SHORT TASK. Identify each line that contains the word "gray" and copy every such line in full.

ENTRIES PROVIDED.
>>>

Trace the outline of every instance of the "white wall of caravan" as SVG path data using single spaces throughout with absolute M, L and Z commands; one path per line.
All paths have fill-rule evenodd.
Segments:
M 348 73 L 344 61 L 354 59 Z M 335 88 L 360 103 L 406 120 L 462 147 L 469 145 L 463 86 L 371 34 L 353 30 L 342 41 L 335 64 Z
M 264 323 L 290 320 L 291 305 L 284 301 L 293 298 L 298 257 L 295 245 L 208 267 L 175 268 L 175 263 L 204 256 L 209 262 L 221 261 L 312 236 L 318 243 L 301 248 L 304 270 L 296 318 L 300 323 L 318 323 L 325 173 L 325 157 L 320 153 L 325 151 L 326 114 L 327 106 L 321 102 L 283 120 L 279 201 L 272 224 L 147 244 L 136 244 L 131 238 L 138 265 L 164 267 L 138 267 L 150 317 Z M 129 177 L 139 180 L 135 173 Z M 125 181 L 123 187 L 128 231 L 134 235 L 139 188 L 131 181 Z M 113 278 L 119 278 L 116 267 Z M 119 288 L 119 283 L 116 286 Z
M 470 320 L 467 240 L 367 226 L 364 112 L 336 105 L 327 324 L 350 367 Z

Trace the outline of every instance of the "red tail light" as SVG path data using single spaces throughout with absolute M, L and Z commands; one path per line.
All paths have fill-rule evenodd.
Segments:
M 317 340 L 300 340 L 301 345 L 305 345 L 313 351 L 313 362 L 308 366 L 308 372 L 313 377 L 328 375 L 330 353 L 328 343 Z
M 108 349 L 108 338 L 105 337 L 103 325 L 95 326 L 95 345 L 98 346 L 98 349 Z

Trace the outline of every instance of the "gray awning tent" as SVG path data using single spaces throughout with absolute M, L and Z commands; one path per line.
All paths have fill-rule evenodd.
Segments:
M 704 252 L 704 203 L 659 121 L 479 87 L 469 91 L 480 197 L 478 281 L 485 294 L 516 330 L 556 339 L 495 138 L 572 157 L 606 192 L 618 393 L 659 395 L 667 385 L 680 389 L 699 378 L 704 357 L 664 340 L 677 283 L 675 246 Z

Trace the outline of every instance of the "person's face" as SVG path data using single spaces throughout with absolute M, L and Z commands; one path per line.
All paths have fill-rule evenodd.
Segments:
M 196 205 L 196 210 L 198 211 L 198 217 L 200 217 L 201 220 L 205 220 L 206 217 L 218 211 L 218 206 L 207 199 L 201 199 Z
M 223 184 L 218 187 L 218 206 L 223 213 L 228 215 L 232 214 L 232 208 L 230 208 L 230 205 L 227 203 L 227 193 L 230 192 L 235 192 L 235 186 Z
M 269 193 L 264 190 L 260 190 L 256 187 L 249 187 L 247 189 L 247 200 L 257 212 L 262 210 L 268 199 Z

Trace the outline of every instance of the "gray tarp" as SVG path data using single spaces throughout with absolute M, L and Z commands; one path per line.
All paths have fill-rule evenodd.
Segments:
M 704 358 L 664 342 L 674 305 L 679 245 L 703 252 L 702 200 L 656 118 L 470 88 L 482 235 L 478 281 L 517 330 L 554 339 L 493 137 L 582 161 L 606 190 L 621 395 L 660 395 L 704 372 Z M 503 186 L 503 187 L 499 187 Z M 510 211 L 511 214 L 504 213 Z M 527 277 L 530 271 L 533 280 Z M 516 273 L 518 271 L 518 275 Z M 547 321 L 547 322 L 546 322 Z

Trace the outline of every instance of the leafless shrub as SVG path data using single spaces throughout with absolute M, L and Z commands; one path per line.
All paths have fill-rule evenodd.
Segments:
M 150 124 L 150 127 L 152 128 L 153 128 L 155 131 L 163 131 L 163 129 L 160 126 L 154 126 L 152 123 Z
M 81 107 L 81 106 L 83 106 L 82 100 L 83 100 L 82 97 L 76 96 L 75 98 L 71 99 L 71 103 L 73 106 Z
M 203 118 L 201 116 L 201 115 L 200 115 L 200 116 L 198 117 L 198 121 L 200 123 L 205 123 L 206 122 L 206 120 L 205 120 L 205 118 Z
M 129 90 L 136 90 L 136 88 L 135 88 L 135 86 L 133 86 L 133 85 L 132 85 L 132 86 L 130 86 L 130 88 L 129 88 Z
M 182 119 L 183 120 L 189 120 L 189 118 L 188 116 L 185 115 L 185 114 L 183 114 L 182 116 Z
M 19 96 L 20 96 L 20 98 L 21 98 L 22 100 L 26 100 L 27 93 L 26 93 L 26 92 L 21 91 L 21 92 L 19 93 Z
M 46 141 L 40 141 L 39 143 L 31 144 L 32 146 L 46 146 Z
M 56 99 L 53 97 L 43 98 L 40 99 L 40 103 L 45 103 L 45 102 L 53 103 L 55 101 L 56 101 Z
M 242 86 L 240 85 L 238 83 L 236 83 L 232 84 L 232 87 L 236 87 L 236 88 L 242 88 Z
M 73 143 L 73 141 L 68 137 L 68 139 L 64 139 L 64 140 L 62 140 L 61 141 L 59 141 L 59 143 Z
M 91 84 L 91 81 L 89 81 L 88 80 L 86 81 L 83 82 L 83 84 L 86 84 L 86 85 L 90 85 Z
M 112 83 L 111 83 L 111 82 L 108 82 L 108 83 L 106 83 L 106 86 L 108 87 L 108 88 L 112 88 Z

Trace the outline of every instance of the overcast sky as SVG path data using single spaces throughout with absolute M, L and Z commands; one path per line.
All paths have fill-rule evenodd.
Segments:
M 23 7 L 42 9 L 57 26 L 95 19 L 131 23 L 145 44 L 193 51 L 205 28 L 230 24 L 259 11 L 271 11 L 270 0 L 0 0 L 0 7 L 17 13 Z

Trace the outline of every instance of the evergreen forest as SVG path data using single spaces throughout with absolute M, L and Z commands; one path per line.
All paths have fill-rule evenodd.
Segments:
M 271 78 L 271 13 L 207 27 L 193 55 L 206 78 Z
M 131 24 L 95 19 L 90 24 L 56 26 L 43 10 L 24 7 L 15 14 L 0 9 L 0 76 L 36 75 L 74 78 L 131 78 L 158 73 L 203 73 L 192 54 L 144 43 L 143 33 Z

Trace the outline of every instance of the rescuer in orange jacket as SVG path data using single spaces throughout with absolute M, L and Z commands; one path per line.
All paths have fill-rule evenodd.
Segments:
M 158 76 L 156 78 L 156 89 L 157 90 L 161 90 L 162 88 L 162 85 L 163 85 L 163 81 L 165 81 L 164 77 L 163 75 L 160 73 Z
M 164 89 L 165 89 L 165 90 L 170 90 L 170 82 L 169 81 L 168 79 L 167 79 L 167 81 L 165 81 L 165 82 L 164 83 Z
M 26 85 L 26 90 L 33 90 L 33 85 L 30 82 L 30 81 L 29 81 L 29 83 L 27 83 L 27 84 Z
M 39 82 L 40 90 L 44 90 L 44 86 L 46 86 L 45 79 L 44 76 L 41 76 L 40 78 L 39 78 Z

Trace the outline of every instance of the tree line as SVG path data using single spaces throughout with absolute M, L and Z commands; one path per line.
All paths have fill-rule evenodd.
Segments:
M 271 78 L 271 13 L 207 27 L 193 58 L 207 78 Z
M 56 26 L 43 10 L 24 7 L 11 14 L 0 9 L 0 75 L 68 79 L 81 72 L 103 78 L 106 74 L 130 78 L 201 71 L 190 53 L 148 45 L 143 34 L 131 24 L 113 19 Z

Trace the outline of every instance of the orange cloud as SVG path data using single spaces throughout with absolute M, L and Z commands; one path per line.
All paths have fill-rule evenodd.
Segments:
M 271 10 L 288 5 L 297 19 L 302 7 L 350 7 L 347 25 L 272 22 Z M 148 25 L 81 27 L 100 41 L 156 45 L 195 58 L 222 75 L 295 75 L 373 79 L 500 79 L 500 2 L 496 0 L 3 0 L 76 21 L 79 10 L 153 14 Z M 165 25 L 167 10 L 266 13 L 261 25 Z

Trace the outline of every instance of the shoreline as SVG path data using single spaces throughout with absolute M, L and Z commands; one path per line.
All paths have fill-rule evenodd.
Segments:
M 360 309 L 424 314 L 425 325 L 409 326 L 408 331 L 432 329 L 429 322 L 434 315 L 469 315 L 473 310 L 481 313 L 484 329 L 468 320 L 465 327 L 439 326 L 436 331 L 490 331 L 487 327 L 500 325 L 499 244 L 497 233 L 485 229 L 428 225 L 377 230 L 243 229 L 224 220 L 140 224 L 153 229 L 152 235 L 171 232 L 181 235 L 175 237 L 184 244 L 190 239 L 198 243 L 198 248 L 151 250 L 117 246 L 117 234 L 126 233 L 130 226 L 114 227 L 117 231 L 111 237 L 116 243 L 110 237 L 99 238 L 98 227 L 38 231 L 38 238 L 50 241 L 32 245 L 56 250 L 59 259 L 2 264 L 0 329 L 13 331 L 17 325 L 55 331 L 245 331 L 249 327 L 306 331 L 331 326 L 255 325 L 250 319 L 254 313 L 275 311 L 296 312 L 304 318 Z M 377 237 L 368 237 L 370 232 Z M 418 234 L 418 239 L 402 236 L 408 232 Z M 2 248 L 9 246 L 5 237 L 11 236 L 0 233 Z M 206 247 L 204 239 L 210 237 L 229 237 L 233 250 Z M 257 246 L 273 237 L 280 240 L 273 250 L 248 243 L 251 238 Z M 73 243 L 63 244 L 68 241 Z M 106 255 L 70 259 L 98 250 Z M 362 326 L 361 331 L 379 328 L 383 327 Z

<<<

FINAL ANSWER.
Trace the outline of every instance of the "gray awning tent" as SVG path data using single spaces throughout with absolute M, L and Z commands; one path per line.
Trace the outline of every instance of the "gray tarp" as SVG path data using single spaces throughout with absolute M, L and Z commands; one path per line.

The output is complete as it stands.